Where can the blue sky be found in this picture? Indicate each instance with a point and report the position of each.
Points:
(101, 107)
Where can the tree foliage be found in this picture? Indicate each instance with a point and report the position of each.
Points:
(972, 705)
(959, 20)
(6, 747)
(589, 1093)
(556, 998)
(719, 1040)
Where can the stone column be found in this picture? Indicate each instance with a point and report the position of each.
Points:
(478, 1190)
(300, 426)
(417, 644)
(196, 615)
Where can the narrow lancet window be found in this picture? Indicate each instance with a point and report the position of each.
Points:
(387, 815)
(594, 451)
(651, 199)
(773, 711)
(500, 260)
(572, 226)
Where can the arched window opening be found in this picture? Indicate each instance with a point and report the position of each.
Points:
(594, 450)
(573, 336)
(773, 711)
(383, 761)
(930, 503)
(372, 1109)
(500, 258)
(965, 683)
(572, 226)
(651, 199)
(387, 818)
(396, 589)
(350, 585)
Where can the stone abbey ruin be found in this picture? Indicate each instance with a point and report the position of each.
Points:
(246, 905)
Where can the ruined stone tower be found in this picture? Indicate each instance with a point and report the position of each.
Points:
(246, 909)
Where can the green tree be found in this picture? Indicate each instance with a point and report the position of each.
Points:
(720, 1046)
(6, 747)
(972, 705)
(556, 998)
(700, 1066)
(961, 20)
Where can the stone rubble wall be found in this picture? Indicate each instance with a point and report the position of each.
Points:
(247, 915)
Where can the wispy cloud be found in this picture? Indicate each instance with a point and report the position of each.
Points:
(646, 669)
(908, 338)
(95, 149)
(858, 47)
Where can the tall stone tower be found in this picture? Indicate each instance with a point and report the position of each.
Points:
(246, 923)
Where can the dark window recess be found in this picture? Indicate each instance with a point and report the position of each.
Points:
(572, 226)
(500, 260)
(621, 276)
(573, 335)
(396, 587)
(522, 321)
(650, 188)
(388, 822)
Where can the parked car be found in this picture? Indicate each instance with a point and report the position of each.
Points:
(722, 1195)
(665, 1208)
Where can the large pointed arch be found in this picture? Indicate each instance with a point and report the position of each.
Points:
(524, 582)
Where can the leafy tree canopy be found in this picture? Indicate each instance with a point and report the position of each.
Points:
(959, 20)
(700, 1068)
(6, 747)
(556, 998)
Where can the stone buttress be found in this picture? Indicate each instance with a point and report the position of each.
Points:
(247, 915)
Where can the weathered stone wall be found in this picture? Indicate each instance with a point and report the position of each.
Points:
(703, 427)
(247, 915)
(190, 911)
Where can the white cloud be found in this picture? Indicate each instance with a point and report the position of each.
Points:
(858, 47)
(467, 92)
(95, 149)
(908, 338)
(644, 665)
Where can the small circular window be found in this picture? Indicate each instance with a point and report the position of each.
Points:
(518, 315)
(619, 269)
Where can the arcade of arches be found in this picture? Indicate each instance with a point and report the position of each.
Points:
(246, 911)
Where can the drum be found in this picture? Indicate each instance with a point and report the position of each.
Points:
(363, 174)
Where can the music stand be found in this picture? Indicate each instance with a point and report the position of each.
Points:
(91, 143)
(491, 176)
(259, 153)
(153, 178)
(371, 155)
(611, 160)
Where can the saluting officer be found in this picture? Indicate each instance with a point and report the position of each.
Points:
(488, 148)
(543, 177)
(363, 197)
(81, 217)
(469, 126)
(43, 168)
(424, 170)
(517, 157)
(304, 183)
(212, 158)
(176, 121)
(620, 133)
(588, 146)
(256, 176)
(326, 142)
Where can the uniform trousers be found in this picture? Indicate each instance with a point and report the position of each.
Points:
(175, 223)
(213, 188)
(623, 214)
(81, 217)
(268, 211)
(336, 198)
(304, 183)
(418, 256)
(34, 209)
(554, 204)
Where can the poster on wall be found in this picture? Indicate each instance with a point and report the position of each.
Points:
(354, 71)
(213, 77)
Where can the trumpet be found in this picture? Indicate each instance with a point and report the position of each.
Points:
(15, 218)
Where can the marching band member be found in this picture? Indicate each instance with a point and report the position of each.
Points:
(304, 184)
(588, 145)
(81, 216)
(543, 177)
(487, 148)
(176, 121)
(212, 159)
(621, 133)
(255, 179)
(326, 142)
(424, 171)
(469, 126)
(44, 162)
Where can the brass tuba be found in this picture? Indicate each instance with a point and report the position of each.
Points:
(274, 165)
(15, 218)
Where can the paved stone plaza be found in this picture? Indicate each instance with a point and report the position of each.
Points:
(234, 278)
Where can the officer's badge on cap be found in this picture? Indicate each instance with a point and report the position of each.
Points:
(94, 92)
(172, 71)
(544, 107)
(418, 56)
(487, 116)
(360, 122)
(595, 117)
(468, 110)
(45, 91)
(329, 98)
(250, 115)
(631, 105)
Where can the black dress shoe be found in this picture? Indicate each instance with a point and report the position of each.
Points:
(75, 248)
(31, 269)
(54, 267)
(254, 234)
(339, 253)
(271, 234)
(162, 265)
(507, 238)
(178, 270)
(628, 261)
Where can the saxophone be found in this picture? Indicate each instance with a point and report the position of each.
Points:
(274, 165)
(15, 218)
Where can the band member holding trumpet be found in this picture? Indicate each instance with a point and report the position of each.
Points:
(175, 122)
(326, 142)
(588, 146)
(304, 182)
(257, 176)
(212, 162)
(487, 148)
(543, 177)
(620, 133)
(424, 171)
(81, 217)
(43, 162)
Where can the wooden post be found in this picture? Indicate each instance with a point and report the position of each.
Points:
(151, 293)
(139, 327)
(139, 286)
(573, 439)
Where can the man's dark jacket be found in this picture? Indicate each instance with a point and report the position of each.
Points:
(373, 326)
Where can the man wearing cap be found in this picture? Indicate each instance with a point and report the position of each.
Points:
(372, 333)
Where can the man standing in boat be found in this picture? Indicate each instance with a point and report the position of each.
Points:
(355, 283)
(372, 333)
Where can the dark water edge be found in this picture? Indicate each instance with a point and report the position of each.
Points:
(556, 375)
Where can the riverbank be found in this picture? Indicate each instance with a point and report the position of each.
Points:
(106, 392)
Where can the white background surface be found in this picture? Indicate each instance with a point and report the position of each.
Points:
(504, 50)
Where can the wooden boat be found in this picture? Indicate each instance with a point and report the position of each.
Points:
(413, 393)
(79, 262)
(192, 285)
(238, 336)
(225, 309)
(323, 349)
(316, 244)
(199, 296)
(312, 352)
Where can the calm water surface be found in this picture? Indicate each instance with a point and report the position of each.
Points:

- - -

→ **Task to complete**:
Show all lines above that contain "boat".

→ **Task output**:
Where can the man standing in boat be found in this picture? Indicate each instance with a point and report the position of each.
Where can the wooden boat be found in this picture? Indicate each instance with a point and report the position of each.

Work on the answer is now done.